§ **Page extract**
> A problem with this is that in order to confirm the findings, you’ll need an expert human. But generally expert humans are busy doing other things.

The article suggests using LLMs to identify and fix UB. However as per the above, I think the issue is that we need more expert humans.

LLM generated code will eventually contain UB.

EDIT: added "eventually"

▲

flohofwoe 3 hours ago | parent | next [-]

It would already help a lot when the C and C++ standards start to clean up the list of Undefined Behaviour (e.g. there's a lot of nonsense UB currently in the C standard which could easily become Defined Behaviour - like the "file doesn't end in a new-line character" thing):

https://gist.github.com/Earnestly/7c903f481ff9d29a3dd1

▲

layer8 3 hours ago | parent [-]

The easy cases like you cite are also those that don’t cause problems in practice. I’m not sure that would help all that much, other than to slightly reduce internet criticism.

▲

talkin 3 hours ago | parent [-]

Fixing easy cases makes the list shorter, so enables more focus on harder cases.

And it also signals that you actually do want to improve, just a little bit of boy scout rule goes a long way.

▲

gpderetta an hour ago | parent [-]

The issue is that the list is infinite (anything not specified is UB), so actually removing any finite amount of UB from the list won't make it shorter.

(only slightly tongue-in-cheek, I do believe that removing silly things is worthwhile).

	▲	1718627440 41 minutes ago \| parent [-]
		The list of UB categories and rules is not infinite. The list of UB programs is, as is the list of all non UB programs.

▲

thomashabets2 2 hours ago | parent | prev | next [-]

Author here.

§ **Material provided**
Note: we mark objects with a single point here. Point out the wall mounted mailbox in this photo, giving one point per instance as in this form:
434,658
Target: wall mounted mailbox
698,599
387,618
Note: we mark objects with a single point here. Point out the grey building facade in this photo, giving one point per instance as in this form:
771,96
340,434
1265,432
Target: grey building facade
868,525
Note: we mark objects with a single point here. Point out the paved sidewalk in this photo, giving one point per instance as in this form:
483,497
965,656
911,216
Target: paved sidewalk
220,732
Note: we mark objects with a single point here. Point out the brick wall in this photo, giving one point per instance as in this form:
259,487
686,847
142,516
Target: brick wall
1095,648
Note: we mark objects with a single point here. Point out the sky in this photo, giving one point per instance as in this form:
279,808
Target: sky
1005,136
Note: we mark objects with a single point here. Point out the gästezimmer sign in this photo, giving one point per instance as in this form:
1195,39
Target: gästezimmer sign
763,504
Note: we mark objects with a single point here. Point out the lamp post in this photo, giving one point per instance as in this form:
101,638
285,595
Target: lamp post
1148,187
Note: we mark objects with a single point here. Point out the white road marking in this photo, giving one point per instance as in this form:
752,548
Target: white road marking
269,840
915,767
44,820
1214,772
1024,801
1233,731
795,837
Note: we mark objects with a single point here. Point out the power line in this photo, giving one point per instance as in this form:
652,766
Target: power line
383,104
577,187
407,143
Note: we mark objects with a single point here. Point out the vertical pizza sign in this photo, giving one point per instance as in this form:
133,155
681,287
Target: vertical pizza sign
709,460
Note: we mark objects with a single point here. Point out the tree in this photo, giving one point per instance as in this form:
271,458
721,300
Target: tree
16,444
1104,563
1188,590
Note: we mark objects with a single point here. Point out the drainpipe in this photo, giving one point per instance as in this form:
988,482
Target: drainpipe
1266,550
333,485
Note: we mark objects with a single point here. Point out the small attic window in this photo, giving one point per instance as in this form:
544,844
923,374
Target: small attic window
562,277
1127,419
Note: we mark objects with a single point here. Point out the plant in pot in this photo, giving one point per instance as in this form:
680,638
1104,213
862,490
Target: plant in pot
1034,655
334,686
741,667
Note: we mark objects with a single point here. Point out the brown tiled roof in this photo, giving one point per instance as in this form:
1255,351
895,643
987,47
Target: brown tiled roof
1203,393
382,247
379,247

§ **Required tasks**
1 > In the thread on undefined behavior:
(a) Which item in the C standard does flohofwoe give as an example of UB that could easily become defined behavior?
(b) What does talkin say fixing easy cases enables?
(c) Which two lists does the reply beginning "The list of UB categories" call infinite?
2 > Can you quote the stretch of the undefined-behavior thread from "gpderetta an hour" through "make it shorter."?

§ **Answers in order**
1 >
(a) The "file doesn't end in a new-line character" thing.
(b) More focus on harder cases, because it makes the list shorter.
(c) The list of UB programs and the list of all non-UB programs.

2 >
gpderetta an hour ago | parent [-]

The issue is that the list is infinite (anything not specified is UB), so actually removing any finite amount of UB from the list won't make it shorter.